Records
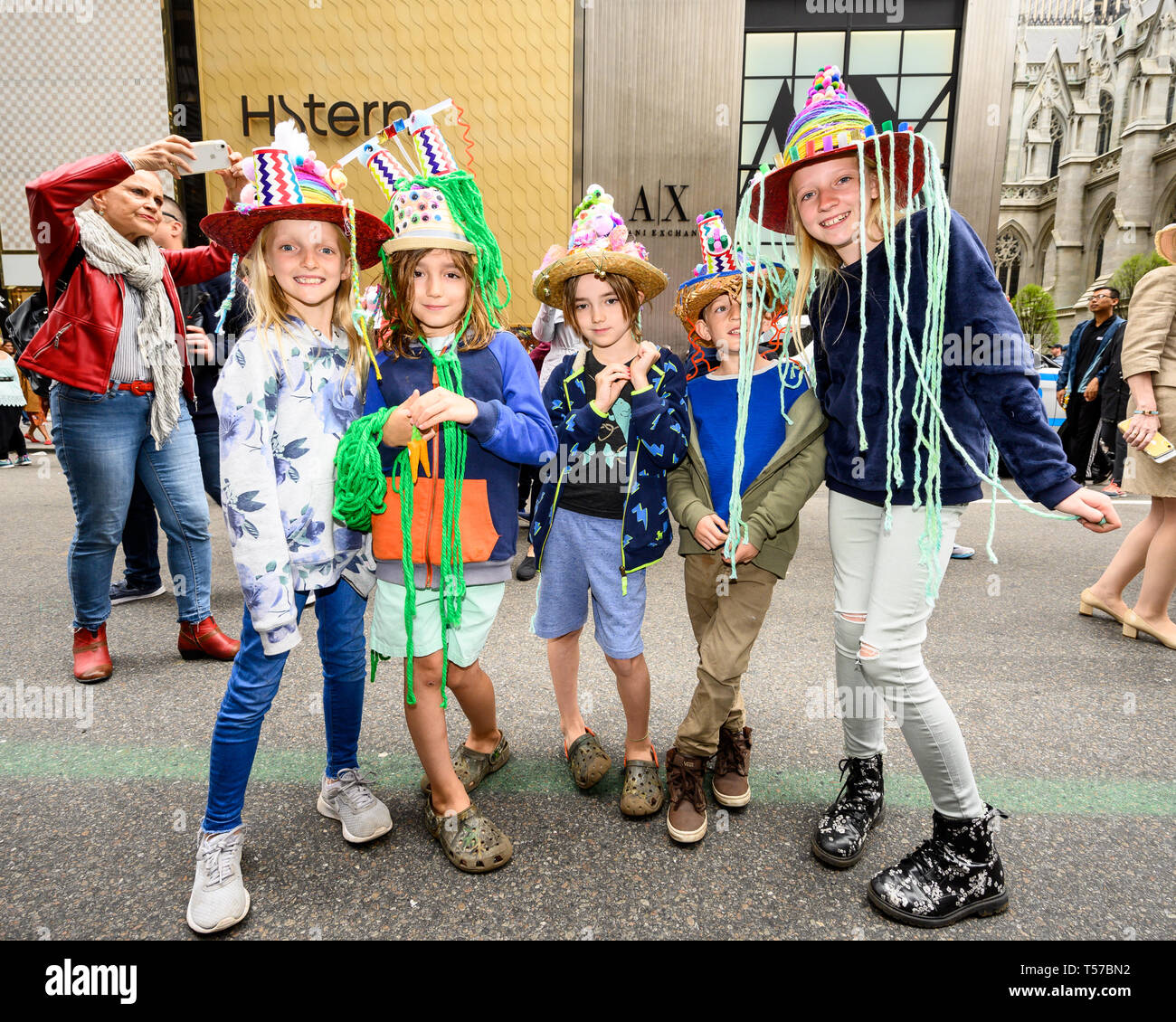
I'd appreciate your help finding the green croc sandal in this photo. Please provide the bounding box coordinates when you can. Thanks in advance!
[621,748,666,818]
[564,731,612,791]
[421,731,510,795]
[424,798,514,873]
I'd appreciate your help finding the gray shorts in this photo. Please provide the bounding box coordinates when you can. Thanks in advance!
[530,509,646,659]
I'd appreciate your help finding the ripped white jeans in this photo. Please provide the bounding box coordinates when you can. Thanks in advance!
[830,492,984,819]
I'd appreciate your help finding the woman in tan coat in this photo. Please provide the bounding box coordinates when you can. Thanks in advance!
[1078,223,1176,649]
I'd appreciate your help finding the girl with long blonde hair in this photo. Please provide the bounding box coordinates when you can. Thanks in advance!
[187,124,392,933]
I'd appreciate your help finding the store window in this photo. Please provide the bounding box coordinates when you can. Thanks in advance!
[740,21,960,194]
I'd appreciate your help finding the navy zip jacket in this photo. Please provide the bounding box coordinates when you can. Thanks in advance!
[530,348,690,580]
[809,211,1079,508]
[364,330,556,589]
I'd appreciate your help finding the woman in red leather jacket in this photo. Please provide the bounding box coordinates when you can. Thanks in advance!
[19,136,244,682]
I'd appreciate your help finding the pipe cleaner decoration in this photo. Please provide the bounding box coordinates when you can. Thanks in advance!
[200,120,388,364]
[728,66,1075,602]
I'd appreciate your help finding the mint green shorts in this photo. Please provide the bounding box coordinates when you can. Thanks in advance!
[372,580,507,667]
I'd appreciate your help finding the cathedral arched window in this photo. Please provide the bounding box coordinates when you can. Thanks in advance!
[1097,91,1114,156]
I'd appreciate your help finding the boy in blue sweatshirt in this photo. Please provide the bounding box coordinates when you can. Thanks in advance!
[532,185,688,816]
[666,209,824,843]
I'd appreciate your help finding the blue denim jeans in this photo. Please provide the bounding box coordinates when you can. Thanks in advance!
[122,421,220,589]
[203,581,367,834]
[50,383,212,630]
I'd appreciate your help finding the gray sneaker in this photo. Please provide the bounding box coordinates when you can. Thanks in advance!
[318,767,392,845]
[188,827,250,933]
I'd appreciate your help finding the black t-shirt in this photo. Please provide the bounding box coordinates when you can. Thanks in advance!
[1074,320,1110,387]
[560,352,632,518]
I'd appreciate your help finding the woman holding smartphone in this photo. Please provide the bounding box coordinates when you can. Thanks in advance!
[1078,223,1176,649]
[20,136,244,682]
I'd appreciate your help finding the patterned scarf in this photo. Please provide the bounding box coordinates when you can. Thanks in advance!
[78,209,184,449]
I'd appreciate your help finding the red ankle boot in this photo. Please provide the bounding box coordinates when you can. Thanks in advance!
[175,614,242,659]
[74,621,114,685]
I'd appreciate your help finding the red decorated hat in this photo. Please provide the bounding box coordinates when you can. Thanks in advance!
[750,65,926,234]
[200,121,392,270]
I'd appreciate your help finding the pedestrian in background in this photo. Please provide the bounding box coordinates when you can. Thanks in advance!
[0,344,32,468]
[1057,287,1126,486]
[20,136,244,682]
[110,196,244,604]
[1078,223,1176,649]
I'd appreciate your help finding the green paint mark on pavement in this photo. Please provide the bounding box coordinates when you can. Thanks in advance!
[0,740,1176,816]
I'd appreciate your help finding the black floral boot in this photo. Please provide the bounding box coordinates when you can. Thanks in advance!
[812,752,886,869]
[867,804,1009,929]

...

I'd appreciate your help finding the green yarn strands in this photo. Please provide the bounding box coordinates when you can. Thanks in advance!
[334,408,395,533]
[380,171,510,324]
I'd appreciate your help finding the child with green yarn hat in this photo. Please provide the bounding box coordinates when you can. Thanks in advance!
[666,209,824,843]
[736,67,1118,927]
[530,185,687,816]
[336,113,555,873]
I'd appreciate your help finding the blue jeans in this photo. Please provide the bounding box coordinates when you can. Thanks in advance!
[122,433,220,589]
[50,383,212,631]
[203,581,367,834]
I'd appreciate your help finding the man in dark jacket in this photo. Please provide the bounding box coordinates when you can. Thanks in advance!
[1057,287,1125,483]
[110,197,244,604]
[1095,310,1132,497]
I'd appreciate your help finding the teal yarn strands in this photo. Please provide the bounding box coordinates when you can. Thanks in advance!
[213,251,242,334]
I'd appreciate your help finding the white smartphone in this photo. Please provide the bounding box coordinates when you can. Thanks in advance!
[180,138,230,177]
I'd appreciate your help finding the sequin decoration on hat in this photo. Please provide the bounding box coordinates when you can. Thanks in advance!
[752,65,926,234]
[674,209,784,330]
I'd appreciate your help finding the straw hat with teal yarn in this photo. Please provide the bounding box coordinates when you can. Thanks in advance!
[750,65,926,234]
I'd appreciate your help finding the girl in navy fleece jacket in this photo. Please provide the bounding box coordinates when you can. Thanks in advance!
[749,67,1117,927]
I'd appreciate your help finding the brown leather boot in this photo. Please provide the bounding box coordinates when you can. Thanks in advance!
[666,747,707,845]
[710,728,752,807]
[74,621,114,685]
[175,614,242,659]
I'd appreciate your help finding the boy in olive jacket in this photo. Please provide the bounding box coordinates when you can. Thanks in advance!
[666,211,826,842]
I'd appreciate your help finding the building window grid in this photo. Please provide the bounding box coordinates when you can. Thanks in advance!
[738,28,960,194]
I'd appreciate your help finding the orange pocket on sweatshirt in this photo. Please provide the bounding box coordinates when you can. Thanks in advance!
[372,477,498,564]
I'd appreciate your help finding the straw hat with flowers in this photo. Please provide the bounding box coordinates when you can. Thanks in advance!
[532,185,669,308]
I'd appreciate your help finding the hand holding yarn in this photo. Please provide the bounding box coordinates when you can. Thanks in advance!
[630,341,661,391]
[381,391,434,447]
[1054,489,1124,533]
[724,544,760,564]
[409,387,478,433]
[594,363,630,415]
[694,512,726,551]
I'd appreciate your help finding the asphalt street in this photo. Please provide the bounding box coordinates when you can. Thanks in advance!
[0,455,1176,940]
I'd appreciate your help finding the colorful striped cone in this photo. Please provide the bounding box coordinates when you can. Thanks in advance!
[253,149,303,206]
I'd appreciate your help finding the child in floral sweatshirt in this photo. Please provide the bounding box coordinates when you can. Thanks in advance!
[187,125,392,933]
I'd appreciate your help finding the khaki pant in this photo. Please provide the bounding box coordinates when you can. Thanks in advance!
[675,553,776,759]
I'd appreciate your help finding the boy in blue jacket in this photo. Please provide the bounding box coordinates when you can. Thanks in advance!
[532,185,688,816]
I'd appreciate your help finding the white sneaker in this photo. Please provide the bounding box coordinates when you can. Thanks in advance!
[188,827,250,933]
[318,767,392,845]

AIM
Give the records as a Markdown table with the columns Row and Line, one numbered row per line and blank lines omitted. Begin at the line that has "I'd appreciate your help finding the green croc" and stop after the line that has "[187,124,392,933]".

RESPONSE TO THE EXERCISE
| Row | Line |
|---|---|
| 1 | I'd appreciate your help finding the green croc sandal in this photo. Please provide the bounding box coordinates when you can. Thanks in advance! |
| 2 | [621,748,666,818] |
| 3 | [564,731,612,791] |
| 4 | [421,731,510,795] |
| 5 | [424,798,514,873] |
| 6 | I'd appreciate your help finding the gray shorts in this photo. Please provide the bounding box coordinates when you can. Thanks in advance! |
| 7 | [530,509,646,659] |
| 8 | I'd appreciate your help finding the ripped white jeans in this photo. Please provide the bounding box coordinates when you can. Thanks in advance! |
| 9 | [830,492,984,819] |
| 10 | I'd appreciate your help finding the woman in tan coat in this photo. Please provide the bounding box coordinates when you can. Thanks in advance! |
| 11 | [1078,223,1176,649] |
| 12 | I'd appreciate your help finding the girl with long blonde hair in this photo. Please provide the bounding box coordinates when you can. Thanks in advance! |
| 13 | [187,124,392,933] |